#### What you will do
Only one range belongs in the answer: the line holding "Target: drinking glass on table" through the last line of the records, reproduced as is.

#### Record set
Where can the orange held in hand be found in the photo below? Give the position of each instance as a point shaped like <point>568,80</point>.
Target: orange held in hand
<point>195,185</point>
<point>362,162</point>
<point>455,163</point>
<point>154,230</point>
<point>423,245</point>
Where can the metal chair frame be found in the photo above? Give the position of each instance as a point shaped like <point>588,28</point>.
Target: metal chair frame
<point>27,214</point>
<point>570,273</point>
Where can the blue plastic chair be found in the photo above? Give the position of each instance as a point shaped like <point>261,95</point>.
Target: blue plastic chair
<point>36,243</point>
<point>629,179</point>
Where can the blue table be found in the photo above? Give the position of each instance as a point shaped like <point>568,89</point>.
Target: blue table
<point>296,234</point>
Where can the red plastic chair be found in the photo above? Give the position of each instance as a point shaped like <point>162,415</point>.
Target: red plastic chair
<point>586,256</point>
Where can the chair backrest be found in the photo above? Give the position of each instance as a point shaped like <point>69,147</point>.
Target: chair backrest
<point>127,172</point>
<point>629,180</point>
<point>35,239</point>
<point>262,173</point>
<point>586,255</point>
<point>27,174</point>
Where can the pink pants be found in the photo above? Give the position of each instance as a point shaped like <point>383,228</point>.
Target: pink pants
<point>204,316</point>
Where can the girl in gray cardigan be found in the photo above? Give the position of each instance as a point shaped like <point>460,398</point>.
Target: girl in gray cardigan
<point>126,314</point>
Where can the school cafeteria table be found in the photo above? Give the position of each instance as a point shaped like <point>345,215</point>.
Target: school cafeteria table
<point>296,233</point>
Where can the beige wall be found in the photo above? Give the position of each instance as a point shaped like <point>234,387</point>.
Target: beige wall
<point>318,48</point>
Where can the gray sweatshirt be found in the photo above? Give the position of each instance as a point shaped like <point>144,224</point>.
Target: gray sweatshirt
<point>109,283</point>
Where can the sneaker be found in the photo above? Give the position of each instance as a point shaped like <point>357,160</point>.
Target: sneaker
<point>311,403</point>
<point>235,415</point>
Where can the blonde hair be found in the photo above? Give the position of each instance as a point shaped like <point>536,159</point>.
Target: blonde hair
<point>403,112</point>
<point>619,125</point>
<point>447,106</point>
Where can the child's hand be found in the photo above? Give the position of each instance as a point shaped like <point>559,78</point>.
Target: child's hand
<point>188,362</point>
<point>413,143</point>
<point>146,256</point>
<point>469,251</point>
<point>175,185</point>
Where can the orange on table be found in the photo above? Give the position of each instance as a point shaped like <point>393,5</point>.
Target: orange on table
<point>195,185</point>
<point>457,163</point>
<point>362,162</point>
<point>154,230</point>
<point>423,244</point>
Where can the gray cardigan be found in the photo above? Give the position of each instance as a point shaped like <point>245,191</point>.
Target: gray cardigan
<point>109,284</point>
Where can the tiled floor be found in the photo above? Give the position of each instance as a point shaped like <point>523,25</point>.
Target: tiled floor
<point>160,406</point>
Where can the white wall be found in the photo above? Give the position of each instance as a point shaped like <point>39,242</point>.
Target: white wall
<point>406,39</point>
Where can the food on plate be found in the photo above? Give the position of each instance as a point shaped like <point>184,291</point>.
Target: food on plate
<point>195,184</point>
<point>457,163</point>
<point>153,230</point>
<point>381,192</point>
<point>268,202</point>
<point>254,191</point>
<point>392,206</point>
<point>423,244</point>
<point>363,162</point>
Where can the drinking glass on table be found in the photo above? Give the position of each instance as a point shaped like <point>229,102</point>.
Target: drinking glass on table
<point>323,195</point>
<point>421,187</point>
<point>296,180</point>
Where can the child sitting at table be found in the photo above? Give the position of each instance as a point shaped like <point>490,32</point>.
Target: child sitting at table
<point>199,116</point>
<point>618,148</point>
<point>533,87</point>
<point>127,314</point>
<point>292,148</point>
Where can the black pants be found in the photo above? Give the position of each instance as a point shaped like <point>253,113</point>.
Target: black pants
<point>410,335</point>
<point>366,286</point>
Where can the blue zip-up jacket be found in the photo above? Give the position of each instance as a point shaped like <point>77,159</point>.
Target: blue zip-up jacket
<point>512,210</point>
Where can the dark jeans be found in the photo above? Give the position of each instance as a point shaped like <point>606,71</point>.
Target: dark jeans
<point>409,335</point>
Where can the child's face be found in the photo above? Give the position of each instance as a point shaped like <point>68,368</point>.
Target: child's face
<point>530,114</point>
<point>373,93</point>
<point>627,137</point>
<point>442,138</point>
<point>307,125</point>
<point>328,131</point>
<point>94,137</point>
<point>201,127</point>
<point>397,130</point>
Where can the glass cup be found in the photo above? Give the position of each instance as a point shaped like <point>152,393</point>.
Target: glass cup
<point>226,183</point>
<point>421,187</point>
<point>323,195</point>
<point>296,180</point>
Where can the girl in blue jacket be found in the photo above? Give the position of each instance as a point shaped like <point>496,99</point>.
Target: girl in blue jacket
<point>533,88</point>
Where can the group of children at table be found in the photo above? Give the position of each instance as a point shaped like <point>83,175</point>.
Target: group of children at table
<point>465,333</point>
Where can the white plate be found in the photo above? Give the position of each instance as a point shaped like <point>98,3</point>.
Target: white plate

#### Solution for this task
Target: drinking glass on table
<point>323,195</point>
<point>421,187</point>
<point>296,180</point>
Where can the child sitting at table be found in the photo above? Give the position of each instance as a point shaped like <point>490,32</point>.
Target: child sitting at table
<point>199,116</point>
<point>618,148</point>
<point>533,87</point>
<point>127,314</point>
<point>292,148</point>
Where can the black pants be found in the photo above? Give the position of each instance as a point shaped like <point>253,113</point>.
Target: black pants
<point>410,335</point>
<point>366,286</point>
Where can the blue zip-up jacket be found in the photo above? Give the position of each instance as a point shaped like <point>77,159</point>.
Target: blue zip-up jacket
<point>512,210</point>
Where can the dark jeans be found in the photo above? Give the position of each instance as a point shaped like <point>606,71</point>.
Target: dark jeans
<point>409,335</point>
Where can the child's face be found in the photo above? Give the position of each instance as a point shaped like <point>68,368</point>.
Target: child's face
<point>530,114</point>
<point>373,93</point>
<point>627,137</point>
<point>442,138</point>
<point>307,125</point>
<point>328,131</point>
<point>94,137</point>
<point>201,127</point>
<point>397,130</point>
Where can the glass cup be found in the photo above? Give the position of each instance as a point shaped like <point>152,393</point>.
Target: glass cup
<point>226,183</point>
<point>421,187</point>
<point>323,195</point>
<point>296,180</point>
Where can the girl in blue jacket be found in the photo above? Give the position of each instance as a point shaped like <point>496,99</point>.
Target: girl in blue jacket
<point>533,88</point>
Where can the group of children at table be found in the photo above? Give the position of each instance as a point shaped like <point>83,175</point>.
Target: group of children at table
<point>465,333</point>
Where can the white plate be found in the photo above? Give the position of each instance as a point shaped like <point>98,3</point>.
Target: white plate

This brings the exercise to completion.